EXERCISE DIRECTIONS: Copy each line of the data below, character for character.

[DATA RECORDS — start]

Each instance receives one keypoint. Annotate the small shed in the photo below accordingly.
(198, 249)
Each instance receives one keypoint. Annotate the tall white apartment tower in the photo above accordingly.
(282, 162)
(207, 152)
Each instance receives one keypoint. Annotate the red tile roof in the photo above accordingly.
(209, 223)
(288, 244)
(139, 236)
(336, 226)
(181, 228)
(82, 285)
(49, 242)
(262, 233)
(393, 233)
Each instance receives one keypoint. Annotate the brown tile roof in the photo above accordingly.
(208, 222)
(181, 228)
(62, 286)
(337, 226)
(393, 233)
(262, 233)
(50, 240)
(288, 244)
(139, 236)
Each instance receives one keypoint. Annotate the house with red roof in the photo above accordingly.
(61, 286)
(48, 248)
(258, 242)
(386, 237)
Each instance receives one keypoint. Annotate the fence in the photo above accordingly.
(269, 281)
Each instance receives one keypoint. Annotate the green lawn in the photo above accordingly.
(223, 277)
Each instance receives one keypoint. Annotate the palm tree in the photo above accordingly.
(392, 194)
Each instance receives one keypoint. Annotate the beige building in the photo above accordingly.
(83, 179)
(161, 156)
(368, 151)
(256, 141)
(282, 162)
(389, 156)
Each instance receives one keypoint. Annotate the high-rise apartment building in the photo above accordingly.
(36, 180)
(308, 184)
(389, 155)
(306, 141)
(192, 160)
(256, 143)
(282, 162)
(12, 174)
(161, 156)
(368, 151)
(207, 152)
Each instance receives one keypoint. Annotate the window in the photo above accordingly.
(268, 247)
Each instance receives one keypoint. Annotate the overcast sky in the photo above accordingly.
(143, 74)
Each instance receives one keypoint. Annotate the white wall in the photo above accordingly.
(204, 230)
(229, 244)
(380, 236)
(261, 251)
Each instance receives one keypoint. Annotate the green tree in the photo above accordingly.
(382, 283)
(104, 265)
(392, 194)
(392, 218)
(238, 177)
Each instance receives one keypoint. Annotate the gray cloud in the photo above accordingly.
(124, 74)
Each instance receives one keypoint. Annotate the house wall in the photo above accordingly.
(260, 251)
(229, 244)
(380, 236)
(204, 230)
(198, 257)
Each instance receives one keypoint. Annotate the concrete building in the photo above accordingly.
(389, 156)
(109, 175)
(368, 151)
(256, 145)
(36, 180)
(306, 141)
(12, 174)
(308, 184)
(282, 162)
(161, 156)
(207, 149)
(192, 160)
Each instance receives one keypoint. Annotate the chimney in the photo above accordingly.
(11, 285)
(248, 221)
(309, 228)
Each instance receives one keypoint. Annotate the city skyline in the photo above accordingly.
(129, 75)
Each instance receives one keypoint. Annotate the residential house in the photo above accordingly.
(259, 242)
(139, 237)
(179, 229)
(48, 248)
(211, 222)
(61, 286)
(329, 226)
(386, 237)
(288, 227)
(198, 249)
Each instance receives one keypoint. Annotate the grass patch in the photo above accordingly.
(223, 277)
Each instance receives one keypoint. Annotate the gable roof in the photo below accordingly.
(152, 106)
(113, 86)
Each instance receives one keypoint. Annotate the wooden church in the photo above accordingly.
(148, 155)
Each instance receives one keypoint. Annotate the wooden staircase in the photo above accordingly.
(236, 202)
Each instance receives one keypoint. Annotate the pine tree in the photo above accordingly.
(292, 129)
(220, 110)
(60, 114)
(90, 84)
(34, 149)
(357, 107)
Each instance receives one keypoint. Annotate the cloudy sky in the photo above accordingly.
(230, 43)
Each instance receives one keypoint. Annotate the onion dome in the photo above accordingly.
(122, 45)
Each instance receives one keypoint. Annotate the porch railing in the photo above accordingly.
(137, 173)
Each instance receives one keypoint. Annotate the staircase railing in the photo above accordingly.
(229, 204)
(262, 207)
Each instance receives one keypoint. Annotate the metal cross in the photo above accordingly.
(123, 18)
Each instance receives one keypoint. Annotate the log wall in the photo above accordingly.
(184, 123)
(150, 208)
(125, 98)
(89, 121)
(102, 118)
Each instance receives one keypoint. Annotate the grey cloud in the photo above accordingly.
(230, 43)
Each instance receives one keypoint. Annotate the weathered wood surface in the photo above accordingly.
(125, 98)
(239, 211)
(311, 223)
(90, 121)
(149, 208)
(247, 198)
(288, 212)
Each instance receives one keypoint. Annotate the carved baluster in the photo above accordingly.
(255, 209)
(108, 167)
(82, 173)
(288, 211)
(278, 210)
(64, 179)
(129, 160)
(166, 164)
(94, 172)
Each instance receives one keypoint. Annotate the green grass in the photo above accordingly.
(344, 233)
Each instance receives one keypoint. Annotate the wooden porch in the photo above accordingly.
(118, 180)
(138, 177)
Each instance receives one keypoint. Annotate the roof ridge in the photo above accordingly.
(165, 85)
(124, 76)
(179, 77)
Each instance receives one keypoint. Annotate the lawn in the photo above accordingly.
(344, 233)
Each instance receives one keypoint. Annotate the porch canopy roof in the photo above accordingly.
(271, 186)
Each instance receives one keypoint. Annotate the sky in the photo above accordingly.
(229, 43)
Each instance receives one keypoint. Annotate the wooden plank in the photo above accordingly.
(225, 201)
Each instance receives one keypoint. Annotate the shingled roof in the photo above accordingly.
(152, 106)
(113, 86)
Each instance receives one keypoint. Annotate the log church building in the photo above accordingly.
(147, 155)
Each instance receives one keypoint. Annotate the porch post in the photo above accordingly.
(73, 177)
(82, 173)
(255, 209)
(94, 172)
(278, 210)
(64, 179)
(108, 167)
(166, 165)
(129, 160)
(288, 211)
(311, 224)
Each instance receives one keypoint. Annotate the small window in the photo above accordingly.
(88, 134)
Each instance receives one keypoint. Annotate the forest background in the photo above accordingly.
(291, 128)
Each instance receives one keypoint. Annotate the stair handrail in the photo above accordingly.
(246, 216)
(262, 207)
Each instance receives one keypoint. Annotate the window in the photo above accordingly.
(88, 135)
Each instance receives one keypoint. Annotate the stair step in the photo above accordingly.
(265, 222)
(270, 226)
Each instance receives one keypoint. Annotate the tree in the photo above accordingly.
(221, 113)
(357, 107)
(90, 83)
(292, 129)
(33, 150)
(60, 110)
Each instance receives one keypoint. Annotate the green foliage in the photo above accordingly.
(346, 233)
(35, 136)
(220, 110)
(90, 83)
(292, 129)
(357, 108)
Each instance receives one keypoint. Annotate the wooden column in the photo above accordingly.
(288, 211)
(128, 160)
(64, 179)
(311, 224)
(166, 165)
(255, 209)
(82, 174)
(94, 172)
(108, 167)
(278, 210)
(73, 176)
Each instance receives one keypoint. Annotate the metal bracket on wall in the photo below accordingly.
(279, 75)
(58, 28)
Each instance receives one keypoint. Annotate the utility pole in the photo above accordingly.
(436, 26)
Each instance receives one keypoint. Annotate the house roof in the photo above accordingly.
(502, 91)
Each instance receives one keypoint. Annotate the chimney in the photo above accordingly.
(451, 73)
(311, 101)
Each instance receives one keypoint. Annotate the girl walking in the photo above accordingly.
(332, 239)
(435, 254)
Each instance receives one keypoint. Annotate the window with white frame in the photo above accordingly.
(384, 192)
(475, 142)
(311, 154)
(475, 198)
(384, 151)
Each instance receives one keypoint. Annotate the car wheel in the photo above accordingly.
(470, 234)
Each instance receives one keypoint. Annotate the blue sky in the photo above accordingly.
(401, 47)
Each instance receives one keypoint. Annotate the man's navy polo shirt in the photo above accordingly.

[DATA RECORDS — finish]

RESULT:
Each instance receives one keypoint. Annotate the small shed in the photo below accordingly.
(198, 249)
Each instance receives one keypoint. Annotate the tall white apartment tower in the photo above accordingly.
(282, 162)
(207, 152)
Each instance receives one keypoint. Annotate the red tile roof in the photo above accordingly.
(209, 223)
(288, 244)
(139, 236)
(336, 226)
(181, 228)
(82, 285)
(49, 242)
(262, 233)
(393, 233)
Each instance receives one keypoint. Annotate the brown tile roof in the photo above accordingly.
(208, 222)
(181, 228)
(62, 286)
(337, 226)
(393, 233)
(262, 233)
(50, 240)
(288, 244)
(139, 236)
Each instance receives one keypoint. Annotate the house with red roof in the photo above accordingly.
(61, 286)
(48, 248)
(258, 242)
(386, 237)
Each instance receives one keypoint. Annotate the fence in the photo above accordingly.
(269, 281)
Each instance receives one keypoint. Annotate the green lawn in the photo above accordingly.
(223, 277)
Each instance receives one keypoint. Annotate the palm tree in the photo above accordingly.
(392, 194)
Each instance receives one keypoint. Annotate the beige building in the photo above accordingly.
(83, 179)
(161, 156)
(368, 151)
(256, 141)
(282, 162)
(389, 156)
Each instance receives one keypoint. Annotate the high-rise apartment building in the photo above accordingly.
(36, 180)
(308, 184)
(389, 155)
(306, 141)
(192, 160)
(256, 143)
(282, 162)
(12, 174)
(161, 156)
(368, 151)
(207, 152)
Each instance receives one keypoint. Annotate the window in the photo above accordingly.
(268, 247)
Each instance receives one keypoint. Annotate the overcast sky in the photo above accordingly.
(143, 74)
Each instance receives one keypoint. Annotate the white wall in the photo above accordingly.
(204, 230)
(229, 244)
(380, 236)
(261, 251)
Each instance receives one keypoint. Annotate the green tree in the photo above accordingly.
(382, 283)
(104, 265)
(392, 194)
(392, 218)
(238, 177)
Each instance receives one keypoint. Annotate the gray cloud in the photo above accordingly.
(124, 74)
Each instance receives one keypoint. Annotate the house wall in the photo above accordingly.
(260, 251)
(229, 244)
(380, 236)
(204, 230)
(198, 257)
Each instance receives one keypoint. Annotate the concrete building in the photo above accordingly.
(389, 156)
(109, 175)
(368, 151)
(256, 145)
(36, 180)
(306, 141)
(12, 174)
(308, 184)
(282, 162)
(161, 156)
(207, 149)
(192, 160)
Each instance receives one keypoint. Annotate the chimney in the photo above accordingly.
(11, 285)
(248, 221)
(309, 228)
Each instance receives one keypoint. Annotate the city skyline in the photo above accordingly.
(129, 75)
Each instance receives one keypoint. Annotate the residential house in the photo above accordingly.
(259, 242)
(139, 237)
(179, 229)
(48, 248)
(211, 222)
(61, 286)
(329, 226)
(386, 237)
(288, 227)
(198, 249)
Each instance receives one keypoint. Annotate the grass patch in the photo above accordingly.
(223, 277)
Each instance receives one keypoint. Annotate the gable roof in the photo below accordingly.
(152, 106)
(113, 86)
Each instance receives one keypoint. Annotate the wooden church in the photo above accordingly.
(148, 155)
Each instance receives one keypoint. Annotate the wooden staircase in the photo above accordingly.
(236, 202)
Each instance receives one keypoint. Annotate the pine tree in the photo above accordingly.
(292, 129)
(220, 110)
(60, 114)
(90, 84)
(34, 149)
(357, 107)
Each instance receives one keypoint. Annotate the cloudy sky in the photo above accordingly.
(230, 43)
Each instance receives one keypoint. Annotate the onion dome in the photo above accordingly.
(122, 45)
Each instance receives one keypoint. Annotate the porch railing in the photo above accordingly.
(137, 173)
Each instance receives one keypoint. Annotate the staircase railing in the photo above accordingly.
(229, 204)
(262, 207)
Each instance receives one keypoint. Annotate the metal cross in the photo above accordingly.
(123, 18)
Each instance receives one keypoint. Annotate the log wall in the photo above accordingly.
(184, 123)
(150, 208)
(125, 98)
(89, 121)
(102, 118)
Each instance receives one keypoint. Annotate the grey cloud in the photo above accordingly.
(230, 43)
Each instance receives one keypoint. Annotate the weathered wood surface in the photo above accordingly.
(125, 98)
(239, 211)
(311, 223)
(90, 121)
(149, 208)
(247, 198)
(288, 212)
Each instance receives one keypoint. Annotate the carved baluster in the photo above accordingly.
(255, 209)
(108, 167)
(82, 173)
(288, 211)
(278, 210)
(64, 179)
(129, 160)
(166, 164)
(94, 172)
Each instance receives one keypoint. Annotate the green grass in the photo above accordingly.
(344, 233)
Each instance receives one keypoint. Annotate the wooden porch in the photo above accordingly.
(118, 180)
(138, 177)
Each instance receives one keypoint. Annotate the roof ridge in the photo above accordingly.
(165, 85)
(124, 76)
(179, 77)
Each instance receives one keypoint. Annotate the lawn in the photo above accordingly.
(344, 233)
Each instance receives one keypoint. Annotate the porch canopy roof in the photo above accordingly.
(271, 186)
Each instance receives one keypoint. Annotate the sky in the photo above accordingly.
(229, 43)
Each instance receives one keypoint. Annotate the wooden plank in the photo above accordingly.
(225, 201)
Each instance receives one keypoint. Annotate the shingled roof in the photo above accordingly.
(152, 106)
(113, 86)
Each instance receives one keypoint. Annotate the log church building in the photo above accordingly.
(147, 155)
Each instance receives one keypoint. Annotate the porch post in the photo above accordingly.
(73, 177)
(82, 173)
(255, 209)
(94, 172)
(278, 210)
(64, 179)
(108, 167)
(166, 165)
(129, 160)
(288, 211)
(311, 224)
Each instance receives one keypoint. Annotate the small window in the photo above accordingly.
(88, 134)
Each instance receives one keypoint. Annotate the forest background in the photo above accordingly.
(291, 128)
Each instance receives one keypoint. Annotate the stair handrail in the photo above accordingly.
(246, 216)
(262, 207)
Each instance receives one keypoint. Annotate the window in the photo above accordingly.
(88, 135)
Each instance receives one keypoint. Annotate the stair step in the photo above accordingly.
(265, 222)
(270, 226)
Each instance receives one keypoint. Annotate the tree in the photo above accordingly.
(221, 113)
(357, 107)
(90, 83)
(292, 129)
(33, 150)
(60, 110)
Each instance receives one keypoint. Annotate the green foliage in the photo above accordingly.
(346, 233)
(35, 136)
(220, 110)
(90, 83)
(292, 129)
(357, 108)
Each instance receives one keypoint. Annotate the wooden column in the photo above accordingly.
(288, 211)
(128, 160)
(64, 179)
(311, 224)
(166, 165)
(255, 209)
(82, 174)
(94, 172)
(108, 167)
(278, 210)
(73, 176)
Each instance receives one keypoint. Annotate the metal bracket on wall in the photo below accordingly.
(279, 75)
(58, 28)
Each instance receives one keypoint. Annotate the utility pole in the photo above accordingly.
(436, 26)
Each instance receives one keypoint. Annotate the house roof in the photo above accordingly.
(502, 91)
Each instance receives one keypoint. Annotate the chimney in the photo above accordingly.
(451, 73)
(311, 101)
Each instance receives one keypoint. Annotate the girl walking in the photo above accordingly.
(332, 239)
(435, 254)
Each instance receives one keypoint. Annotate the window with white frame in the photo above accordingly.
(384, 192)
(475, 142)
(311, 154)
(475, 198)
(384, 151)
Each instance receives one keypoint. Annotate the car wheel in the photo above accordingly.
(470, 234)
Each instance receives one keypoint. Annotate the blue sky in the photo above accordingly.
(401, 47)
Each instance receives one keypoint. Annotate the man's navy polo shirt in the photo above accordingly.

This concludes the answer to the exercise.